[Region annotation entries]
══════════

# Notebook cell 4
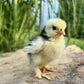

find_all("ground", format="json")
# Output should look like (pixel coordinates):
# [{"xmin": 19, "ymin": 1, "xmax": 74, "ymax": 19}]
[{"xmin": 0, "ymin": 45, "xmax": 84, "ymax": 84}]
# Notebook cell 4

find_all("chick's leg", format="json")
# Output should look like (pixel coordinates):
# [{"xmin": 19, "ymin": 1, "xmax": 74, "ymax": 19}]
[
  {"xmin": 35, "ymin": 67, "xmax": 42, "ymax": 79},
  {"xmin": 43, "ymin": 66, "xmax": 55, "ymax": 73}
]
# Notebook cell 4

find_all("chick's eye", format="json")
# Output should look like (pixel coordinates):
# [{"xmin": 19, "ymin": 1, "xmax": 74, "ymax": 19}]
[{"xmin": 52, "ymin": 26, "xmax": 56, "ymax": 30}]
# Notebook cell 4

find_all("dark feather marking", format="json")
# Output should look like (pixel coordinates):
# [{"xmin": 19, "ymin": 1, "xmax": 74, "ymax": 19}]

══════════

Instructions to follow> Put every line of the records above into a numbered list, skipping blank lines and omitting the picture.

Written solution>
1. # Notebook cell 4
2. find_all("ground", format="json")
3. # Output should look like (pixel coordinates):
4. # [{"xmin": 19, "ymin": 1, "xmax": 74, "ymax": 19}]
5. [{"xmin": 0, "ymin": 45, "xmax": 84, "ymax": 84}]
6. # Notebook cell 4
7. find_all("chick's leg", format="json")
8. # Output should look like (pixel coordinates):
9. # [{"xmin": 19, "ymin": 1, "xmax": 74, "ymax": 19}]
10. [
11.   {"xmin": 35, "ymin": 67, "xmax": 42, "ymax": 79},
12.   {"xmin": 43, "ymin": 66, "xmax": 55, "ymax": 73}
13. ]
14. # Notebook cell 4
15. find_all("chick's eye", format="json")
16. # Output should look like (pixel coordinates):
17. # [{"xmin": 19, "ymin": 1, "xmax": 74, "ymax": 19}]
18. [{"xmin": 52, "ymin": 26, "xmax": 56, "ymax": 30}]
19. # Notebook cell 4
20. find_all("dark feather marking", format="json")
21. # Output should look like (pixel coordinates):
22. # [{"xmin": 19, "ymin": 1, "xmax": 74, "ymax": 19}]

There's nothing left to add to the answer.